# PROBLEM TO WORK ON:
Report how many of the lines below contain the word "shoulder", giving only the number.

— BEGIN ITEMS —

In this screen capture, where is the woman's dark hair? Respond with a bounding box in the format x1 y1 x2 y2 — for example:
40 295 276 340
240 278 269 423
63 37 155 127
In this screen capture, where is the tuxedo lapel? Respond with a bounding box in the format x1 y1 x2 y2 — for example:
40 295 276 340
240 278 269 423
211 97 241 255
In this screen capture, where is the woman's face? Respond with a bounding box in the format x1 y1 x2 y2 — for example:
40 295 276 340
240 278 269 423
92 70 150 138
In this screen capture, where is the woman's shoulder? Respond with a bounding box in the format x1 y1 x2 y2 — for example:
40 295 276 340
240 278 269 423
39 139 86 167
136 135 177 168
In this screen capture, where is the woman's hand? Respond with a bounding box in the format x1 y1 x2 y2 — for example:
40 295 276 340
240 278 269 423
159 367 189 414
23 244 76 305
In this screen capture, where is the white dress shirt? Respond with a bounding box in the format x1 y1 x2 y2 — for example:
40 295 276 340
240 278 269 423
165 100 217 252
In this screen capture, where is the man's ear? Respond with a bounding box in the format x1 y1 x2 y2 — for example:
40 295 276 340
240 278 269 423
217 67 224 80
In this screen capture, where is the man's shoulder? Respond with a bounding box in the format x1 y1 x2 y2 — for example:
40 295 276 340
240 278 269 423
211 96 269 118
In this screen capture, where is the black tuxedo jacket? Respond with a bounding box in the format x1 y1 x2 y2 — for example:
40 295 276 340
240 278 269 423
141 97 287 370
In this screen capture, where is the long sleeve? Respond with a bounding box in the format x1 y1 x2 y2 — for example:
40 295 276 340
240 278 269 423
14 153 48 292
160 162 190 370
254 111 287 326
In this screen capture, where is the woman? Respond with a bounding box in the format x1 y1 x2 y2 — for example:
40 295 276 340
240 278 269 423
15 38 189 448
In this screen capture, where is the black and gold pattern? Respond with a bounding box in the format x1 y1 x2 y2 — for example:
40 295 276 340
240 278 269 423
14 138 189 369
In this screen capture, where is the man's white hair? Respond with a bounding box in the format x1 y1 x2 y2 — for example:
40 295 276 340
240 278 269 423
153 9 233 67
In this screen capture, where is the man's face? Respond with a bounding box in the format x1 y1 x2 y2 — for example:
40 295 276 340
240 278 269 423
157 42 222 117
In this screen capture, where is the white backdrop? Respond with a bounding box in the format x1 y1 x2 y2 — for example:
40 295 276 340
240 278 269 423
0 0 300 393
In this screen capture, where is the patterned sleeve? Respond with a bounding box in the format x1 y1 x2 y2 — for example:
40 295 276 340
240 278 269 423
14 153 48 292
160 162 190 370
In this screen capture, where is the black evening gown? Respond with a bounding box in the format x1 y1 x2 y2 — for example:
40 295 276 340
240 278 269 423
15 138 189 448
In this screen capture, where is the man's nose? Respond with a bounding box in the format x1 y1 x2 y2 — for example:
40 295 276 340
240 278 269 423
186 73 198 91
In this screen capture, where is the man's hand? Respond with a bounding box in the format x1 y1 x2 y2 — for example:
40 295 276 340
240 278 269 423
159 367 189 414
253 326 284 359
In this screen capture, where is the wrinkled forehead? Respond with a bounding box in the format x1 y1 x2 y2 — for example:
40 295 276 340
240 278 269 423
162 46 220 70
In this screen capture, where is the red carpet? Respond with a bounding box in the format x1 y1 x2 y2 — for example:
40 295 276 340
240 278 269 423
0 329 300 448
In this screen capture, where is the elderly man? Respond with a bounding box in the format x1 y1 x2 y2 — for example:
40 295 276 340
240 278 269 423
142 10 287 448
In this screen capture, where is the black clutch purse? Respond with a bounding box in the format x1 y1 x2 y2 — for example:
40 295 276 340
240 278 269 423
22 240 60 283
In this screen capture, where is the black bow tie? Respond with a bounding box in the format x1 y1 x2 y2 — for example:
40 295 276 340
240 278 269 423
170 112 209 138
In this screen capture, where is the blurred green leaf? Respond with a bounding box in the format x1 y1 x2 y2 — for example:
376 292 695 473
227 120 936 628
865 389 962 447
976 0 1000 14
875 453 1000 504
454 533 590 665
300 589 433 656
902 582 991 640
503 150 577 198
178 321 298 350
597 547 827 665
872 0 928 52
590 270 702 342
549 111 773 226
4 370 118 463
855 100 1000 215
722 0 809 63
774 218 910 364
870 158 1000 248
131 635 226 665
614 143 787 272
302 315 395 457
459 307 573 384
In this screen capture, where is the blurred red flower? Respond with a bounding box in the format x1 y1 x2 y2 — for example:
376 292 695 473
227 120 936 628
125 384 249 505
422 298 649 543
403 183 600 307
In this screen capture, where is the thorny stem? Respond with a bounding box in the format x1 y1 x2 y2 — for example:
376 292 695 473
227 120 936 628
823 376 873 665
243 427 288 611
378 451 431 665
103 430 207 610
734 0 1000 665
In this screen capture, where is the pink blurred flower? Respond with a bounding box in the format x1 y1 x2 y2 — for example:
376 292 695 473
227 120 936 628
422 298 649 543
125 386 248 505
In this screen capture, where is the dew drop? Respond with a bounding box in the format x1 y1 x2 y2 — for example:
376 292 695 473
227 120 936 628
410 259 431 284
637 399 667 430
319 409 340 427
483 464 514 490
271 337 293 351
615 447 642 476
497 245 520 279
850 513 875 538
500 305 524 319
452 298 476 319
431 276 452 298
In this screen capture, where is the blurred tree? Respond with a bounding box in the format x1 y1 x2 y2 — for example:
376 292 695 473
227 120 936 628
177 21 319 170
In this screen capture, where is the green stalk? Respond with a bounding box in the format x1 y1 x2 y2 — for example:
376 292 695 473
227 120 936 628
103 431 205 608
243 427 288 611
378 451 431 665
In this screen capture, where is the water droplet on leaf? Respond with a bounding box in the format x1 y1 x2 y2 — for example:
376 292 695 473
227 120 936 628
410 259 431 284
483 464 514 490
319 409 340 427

— END ITEMS —

# THE ANSWER:
2